◆ Extract to read:
---*---

To be honest with you, I was a bit naive, but I was hoping that we might come up with two or three goals. And I think the first round produced about 27, and we narrowed it down over a couple of days to maybe 21 concerns or issues. They became part of the questions and the conversations at the High Council in 2023, and, subsequently, when I came into office in August of that year, they were on my desk actually in an envelope addressed to the new General with a cover letter that I had written as the Chief of the Staff, not knowing that I was essentially writing to myself, outlining the work that had been done up to this point.

---*---

◆ Instruction a: Rewrite the records starting with the line containing "Find the <item>knitted" and going on through the end of the records, replacing "knitted cotton glove" with "cotton work glove" and keeping everything else unchanged.

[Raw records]
---*---

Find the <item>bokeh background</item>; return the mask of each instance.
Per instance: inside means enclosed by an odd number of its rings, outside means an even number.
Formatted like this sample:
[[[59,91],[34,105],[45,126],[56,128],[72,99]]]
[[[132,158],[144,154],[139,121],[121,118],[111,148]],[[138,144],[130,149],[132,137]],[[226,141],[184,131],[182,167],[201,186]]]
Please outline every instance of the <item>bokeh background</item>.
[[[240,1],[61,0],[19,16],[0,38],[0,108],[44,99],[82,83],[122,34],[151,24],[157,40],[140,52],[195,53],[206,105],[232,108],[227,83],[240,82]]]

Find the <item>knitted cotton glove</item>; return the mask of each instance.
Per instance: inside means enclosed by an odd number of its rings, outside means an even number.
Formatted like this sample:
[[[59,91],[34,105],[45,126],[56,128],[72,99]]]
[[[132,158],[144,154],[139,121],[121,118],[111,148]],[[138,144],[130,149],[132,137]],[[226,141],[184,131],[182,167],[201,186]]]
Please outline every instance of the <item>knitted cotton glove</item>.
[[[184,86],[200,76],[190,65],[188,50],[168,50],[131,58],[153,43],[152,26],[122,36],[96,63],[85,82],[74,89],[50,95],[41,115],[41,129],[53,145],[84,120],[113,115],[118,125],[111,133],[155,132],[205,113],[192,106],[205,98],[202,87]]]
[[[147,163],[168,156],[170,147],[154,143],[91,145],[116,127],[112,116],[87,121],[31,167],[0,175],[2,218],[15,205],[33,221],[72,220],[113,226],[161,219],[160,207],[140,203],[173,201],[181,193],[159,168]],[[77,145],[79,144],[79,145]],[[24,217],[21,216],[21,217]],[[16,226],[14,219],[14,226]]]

---*---

◆ Instruction b: Say whether each statement agrees with the passage about the High Council, and support each answer with the deciding words quoted from the passage: (i) The first round produced about 27 items. (ii) The list was narrowed down over a single afternoon. (iii) The cover letter was written by the speaker as the Chief of the Staff.

◆ Final result a:
Find the <item>cotton work glove</item>; return the mask of each instance.
Per instance: inside means enclosed by an odd number of its rings, outside means an even number.
Formatted like this sample:
[[[59,91],[34,105],[45,126],[56,128],[72,99]]]
[[[132,158],[144,154],[139,121],[121,118],[111,148]],[[138,144],[130,149],[132,137]],[[226,141],[184,131],[182,167],[201,186]]]
Please outline every instance of the <item>cotton work glove</item>.
[[[184,86],[200,76],[190,65],[188,50],[168,50],[131,58],[153,43],[152,26],[122,36],[96,63],[85,82],[74,89],[50,95],[41,115],[41,129],[53,145],[84,120],[113,115],[118,125],[111,133],[155,132],[205,113],[192,106],[205,98],[202,87]]]
[[[147,163],[168,156],[170,147],[154,143],[91,145],[116,127],[112,116],[87,121],[31,167],[0,175],[2,218],[15,205],[33,221],[72,220],[113,226],[161,219],[160,207],[140,203],[173,201],[181,193],[159,168]],[[77,145],[79,144],[79,145]],[[24,217],[21,216],[21,217]],[[16,226],[14,219],[14,226]]]

◆ Final result b:
(i) Yes: "the first round produced about 27"
(ii) No: "we narrowed it down over a couple of days"
(iii) Yes: "a cover letter that I had written as the Chief of the Staff"